▶ _TO DO_
Reproduce the data below verbatim from the line containing "back in the photo above." through its final line, and produce nothing more.

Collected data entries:
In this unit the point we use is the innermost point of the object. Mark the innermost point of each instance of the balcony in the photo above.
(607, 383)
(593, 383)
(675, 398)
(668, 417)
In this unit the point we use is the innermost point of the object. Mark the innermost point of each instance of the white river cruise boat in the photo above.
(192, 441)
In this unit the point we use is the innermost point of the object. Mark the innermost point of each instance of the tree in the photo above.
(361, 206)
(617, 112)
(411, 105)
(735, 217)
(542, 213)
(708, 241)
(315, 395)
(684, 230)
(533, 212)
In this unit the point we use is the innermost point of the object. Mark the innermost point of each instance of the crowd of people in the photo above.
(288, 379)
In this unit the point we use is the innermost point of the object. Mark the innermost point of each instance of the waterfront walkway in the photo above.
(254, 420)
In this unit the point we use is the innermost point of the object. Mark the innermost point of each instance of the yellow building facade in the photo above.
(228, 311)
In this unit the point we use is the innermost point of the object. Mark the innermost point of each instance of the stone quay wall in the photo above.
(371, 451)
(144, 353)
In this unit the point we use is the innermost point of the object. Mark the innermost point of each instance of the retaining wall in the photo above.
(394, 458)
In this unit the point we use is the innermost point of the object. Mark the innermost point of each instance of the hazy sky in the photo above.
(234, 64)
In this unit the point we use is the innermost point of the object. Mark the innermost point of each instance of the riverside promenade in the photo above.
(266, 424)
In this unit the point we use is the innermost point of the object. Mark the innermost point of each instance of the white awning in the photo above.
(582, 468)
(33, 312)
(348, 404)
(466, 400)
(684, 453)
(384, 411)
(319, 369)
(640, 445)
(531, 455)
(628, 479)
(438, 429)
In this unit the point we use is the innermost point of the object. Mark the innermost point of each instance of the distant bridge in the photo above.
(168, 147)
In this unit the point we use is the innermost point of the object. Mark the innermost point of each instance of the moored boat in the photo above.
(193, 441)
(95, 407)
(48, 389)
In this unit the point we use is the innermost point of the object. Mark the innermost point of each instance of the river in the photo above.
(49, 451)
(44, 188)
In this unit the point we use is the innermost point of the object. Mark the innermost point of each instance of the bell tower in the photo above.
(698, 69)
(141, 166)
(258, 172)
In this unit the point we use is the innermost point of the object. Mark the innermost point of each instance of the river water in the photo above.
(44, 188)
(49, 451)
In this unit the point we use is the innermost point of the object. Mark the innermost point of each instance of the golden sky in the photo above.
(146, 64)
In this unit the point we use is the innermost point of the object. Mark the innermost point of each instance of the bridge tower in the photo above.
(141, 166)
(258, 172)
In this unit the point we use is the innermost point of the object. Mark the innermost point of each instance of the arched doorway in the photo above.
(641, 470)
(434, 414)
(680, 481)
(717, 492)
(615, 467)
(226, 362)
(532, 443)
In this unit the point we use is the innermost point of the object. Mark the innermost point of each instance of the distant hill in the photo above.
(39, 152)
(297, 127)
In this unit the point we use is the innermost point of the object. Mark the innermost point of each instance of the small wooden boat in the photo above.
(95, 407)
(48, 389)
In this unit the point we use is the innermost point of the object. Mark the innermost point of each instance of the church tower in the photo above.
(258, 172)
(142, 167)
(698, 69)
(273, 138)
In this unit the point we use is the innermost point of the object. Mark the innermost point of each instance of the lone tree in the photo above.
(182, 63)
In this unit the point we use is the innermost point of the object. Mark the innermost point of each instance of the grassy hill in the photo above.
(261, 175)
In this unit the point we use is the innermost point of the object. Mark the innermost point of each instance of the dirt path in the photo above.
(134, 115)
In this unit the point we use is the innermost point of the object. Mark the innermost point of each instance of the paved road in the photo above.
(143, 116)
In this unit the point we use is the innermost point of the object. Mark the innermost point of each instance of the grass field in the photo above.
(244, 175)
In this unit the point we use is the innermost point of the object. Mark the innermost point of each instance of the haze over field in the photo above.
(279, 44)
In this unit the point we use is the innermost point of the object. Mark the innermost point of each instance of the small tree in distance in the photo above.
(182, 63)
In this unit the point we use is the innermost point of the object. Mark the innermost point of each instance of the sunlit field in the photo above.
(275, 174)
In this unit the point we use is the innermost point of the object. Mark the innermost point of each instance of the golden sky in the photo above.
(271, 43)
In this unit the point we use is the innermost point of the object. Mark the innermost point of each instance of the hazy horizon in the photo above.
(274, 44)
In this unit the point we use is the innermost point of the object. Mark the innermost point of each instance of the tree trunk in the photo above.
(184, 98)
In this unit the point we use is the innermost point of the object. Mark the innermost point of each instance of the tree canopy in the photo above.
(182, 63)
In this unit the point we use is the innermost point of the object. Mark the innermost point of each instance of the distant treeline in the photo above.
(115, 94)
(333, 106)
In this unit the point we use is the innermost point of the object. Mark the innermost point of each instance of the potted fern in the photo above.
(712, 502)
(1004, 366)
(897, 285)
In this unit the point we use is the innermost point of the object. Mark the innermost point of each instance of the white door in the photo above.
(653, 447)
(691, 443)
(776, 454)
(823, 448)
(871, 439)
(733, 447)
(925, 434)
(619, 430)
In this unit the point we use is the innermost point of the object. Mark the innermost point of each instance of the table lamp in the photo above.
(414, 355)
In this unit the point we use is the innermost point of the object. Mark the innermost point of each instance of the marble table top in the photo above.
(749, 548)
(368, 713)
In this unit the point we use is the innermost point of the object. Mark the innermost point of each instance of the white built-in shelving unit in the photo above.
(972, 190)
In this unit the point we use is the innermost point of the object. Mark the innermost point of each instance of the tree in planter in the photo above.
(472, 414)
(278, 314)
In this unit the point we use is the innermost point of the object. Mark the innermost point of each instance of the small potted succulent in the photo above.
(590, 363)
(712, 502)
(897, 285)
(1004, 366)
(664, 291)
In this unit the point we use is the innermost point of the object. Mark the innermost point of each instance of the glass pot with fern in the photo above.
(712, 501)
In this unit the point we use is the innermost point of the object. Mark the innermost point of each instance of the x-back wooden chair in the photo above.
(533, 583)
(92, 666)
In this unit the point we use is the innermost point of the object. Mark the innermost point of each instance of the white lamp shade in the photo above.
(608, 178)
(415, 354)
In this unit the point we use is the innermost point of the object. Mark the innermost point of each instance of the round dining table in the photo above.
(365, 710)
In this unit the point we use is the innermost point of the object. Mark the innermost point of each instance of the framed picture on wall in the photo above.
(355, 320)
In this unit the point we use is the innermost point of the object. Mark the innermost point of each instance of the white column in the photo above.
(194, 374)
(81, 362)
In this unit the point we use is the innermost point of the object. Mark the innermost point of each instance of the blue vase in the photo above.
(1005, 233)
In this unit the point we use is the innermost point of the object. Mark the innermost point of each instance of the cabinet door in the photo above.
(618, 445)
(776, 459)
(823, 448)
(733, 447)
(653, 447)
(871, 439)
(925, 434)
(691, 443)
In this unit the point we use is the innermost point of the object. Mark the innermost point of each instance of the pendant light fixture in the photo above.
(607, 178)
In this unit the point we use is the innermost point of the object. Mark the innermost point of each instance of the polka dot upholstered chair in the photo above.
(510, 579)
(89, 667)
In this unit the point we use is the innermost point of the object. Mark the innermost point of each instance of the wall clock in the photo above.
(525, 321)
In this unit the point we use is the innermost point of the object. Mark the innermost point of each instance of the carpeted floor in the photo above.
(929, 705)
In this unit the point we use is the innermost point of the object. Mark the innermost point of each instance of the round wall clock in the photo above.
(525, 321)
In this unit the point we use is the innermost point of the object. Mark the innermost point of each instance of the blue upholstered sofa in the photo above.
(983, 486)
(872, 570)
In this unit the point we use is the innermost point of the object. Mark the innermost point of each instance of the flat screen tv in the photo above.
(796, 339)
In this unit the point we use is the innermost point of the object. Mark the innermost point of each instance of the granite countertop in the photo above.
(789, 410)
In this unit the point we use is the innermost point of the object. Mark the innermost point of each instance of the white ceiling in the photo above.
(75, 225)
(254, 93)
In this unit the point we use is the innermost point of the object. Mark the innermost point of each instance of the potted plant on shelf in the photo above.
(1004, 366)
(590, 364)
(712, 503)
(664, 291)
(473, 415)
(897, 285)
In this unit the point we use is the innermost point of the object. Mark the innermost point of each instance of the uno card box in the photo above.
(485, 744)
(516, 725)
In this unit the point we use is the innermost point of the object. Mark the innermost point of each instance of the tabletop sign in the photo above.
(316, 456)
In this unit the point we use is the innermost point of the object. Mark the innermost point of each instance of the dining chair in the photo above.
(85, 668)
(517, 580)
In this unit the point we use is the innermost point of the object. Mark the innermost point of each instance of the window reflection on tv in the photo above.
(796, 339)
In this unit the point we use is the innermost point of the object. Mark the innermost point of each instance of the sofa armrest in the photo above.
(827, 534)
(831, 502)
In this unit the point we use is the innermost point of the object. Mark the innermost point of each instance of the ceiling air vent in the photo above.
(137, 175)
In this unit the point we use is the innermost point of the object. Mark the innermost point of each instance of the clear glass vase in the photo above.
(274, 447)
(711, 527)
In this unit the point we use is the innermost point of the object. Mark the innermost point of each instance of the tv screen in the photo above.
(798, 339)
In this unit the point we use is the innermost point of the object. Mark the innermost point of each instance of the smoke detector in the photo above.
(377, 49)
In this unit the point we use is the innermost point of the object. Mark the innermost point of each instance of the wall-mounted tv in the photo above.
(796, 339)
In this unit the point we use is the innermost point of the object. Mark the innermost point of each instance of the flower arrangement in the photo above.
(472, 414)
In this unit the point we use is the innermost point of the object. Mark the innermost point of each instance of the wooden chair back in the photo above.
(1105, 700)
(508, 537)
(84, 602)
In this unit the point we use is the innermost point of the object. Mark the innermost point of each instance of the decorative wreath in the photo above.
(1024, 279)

▶ _FINISHED TASK_
In this unit the point we use is the innermost point of the object. Mark the innermost point of each instance of the wooden chair back in the photo above.
(1105, 700)
(508, 537)
(84, 602)
In this unit the point we use is the innermost point of the object. Mark the innermost point of each instance of the decorative wreath in the photo above.
(1024, 279)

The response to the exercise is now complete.